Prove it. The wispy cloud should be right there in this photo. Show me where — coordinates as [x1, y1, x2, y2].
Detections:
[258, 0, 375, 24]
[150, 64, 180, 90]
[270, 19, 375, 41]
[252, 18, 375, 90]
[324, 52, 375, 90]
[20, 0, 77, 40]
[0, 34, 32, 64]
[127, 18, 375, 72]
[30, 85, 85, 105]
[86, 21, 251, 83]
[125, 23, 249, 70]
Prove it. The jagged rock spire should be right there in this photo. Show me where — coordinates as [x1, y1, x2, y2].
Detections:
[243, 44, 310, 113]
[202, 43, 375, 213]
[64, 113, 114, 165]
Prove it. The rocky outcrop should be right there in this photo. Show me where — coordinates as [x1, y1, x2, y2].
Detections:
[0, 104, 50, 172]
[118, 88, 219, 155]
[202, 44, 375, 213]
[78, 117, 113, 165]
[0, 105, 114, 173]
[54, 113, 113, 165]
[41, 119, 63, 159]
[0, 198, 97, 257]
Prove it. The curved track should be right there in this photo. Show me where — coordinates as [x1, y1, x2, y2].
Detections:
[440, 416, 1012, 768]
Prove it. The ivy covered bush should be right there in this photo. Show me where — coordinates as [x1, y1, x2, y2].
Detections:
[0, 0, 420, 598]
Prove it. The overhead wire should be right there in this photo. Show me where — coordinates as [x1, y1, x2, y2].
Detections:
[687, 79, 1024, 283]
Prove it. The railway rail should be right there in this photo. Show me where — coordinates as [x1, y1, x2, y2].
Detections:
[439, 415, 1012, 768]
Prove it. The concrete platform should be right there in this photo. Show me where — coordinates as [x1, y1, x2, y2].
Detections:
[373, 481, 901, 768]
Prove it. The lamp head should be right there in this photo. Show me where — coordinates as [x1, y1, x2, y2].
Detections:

▶ **Required action**:
All of the records must be retyped exactly as they are.

▶ **Solution to this problem**:
Prove it. The wispy cloud should be right there in this photo. Show me where — coordinates as [x1, y1, x2, y2].
Detections:
[258, 0, 375, 24]
[150, 64, 180, 90]
[270, 19, 375, 41]
[252, 18, 375, 90]
[324, 52, 375, 90]
[20, 0, 77, 40]
[0, 34, 32, 64]
[127, 18, 375, 72]
[30, 85, 85, 105]
[86, 21, 251, 83]
[125, 23, 249, 70]
Prove it. The jagged rock spire should be right there in this photo. Show me where — coordinates as [x1, y1, x2, y2].
Detections:
[243, 44, 310, 113]
[202, 43, 375, 213]
[64, 113, 114, 165]
Prove it. The rocky outcrop should be right there in this photo. Show me where — coordinates as [x1, y1, x2, y2].
Detections:
[0, 104, 50, 172]
[118, 88, 219, 155]
[202, 44, 375, 213]
[78, 117, 113, 165]
[0, 105, 114, 173]
[54, 113, 113, 165]
[41, 119, 63, 159]
[0, 198, 97, 257]
Prove it. The curved track should be right there in this photo. Show me where — coordinates as [x1, y1, x2, y2].
Detections:
[440, 416, 1012, 768]
Prove it. The ivy covered bush should be right there in this photo. Show me where — coordinates as [x1, y1, x2, y2].
Detections:
[0, 0, 420, 598]
Prove it. The overhead wire should be right there in this photo. Show me where — coordinates as [x1, y1, x2, y2].
Detections:
[687, 79, 1024, 283]
Prove it. The railway rail should be right there in this photo. Show me where — coordinates as [x1, y1, x2, y2].
Detections:
[439, 415, 1012, 768]
Prove it. The concrete platform should be right there in this photo. Show me where — coordinates as [x1, y1, x2, y2].
Detections:
[373, 481, 901, 768]
Prove it. The lamp head should be right there in this photo. Show me where — coordinates as [x1, y1, x2, y2].
Detections:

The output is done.